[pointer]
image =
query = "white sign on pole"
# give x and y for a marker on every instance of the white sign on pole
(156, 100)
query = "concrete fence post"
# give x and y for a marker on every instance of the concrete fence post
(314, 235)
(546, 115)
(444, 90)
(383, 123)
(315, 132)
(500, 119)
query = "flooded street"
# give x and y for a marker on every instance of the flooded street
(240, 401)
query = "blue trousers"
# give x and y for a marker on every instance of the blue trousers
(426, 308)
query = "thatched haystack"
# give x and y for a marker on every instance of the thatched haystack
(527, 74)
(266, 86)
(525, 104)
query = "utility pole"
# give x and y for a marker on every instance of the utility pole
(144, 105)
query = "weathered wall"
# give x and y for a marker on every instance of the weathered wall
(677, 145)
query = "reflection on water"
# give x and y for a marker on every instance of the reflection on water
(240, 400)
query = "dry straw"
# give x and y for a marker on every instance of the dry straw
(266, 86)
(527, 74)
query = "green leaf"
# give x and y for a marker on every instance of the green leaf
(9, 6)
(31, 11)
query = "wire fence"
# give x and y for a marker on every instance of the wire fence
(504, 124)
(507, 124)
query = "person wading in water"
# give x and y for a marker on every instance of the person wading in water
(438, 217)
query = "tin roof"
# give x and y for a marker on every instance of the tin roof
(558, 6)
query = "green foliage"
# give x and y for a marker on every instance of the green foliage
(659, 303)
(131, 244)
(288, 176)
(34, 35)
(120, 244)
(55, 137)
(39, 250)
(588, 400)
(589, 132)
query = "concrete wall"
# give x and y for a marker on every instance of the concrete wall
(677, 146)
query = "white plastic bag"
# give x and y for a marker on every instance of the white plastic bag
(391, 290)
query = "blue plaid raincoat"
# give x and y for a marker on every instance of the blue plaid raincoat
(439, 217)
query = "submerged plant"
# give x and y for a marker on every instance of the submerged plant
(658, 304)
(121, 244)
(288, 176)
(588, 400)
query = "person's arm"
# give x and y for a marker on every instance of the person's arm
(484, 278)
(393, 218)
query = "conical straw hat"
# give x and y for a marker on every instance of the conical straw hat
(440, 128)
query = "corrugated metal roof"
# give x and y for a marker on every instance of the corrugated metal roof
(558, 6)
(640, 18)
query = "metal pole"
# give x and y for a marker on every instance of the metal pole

Problem requirements | Copy out the entries. Leave every line exactly as it is.

Answer for this exercise |
[pointer]
image =
query = "white sign on pole"
# give x and y for a marker on every instance of the white sign on pole
(156, 100)
query = "concrete fence post"
# give x and y for a marker on every instance of the concrete fence post
(314, 235)
(546, 115)
(444, 90)
(383, 123)
(315, 132)
(500, 119)
query = "flooded street"
# give x and y for a marker on every instance of the flooded street
(240, 401)
query = "blue trousers"
# give x and y for a marker on every instance of the blue trousers
(426, 308)
query = "thatched haystack"
# give x and y for a marker on every instance of the thatched haystack
(527, 74)
(266, 86)
(525, 104)
query = "utility pole"
# give x and y for a marker on every instance of the utility pole
(144, 105)
query = "weathered wall"
# give x and y for a marker on every instance of the weathered wall
(677, 145)
query = "reflection on water"
# give x and y for a marker on every instance of the reflection on water
(240, 400)
query = "dry straw"
# give x and y for a marker on every instance of the dry straw
(266, 86)
(527, 74)
query = "green leaf"
# give x and y for a marker on every instance of the green leaf
(9, 6)
(31, 11)
query = "wire fence"
# give x and y for a marker on every instance of the wire fence
(504, 124)
(507, 124)
query = "person wading in water"
# give x and y for a marker on every instance of the person wading in water
(438, 217)
query = "tin roof"
# give x and y for a marker on every instance of the tin roof
(558, 6)
query = "green foliage"
# give x and y for a marker on every instance of the green foliage
(659, 303)
(131, 244)
(288, 176)
(34, 35)
(120, 244)
(55, 137)
(39, 250)
(588, 400)
(589, 132)
query = "concrete wall"
# give x and y for a marker on every instance of the concrete wall
(677, 146)
query = "white plastic bag"
# give x and y for a marker on every instance of the white plastic bag
(391, 290)
query = "blue plaid raincoat"
# give x and y for a marker on every instance of the blue plaid raincoat
(439, 217)
query = "submerged plant"
# give x and y for a marker on every instance of the submerged plant
(658, 304)
(121, 244)
(288, 176)
(588, 400)
query = "person's arm"
# give x and y for a marker on every instance of the person's arm
(484, 278)
(393, 218)
query = "conical straw hat"
# give x and y for a marker on every instance of the conical straw hat
(440, 128)
query = "corrugated metal roof"
# give x and y for a marker on every instance of the corrugated metal roof
(558, 6)
(640, 18)
query = "metal pole"
# give x and y for a marker on every instance of the metal pole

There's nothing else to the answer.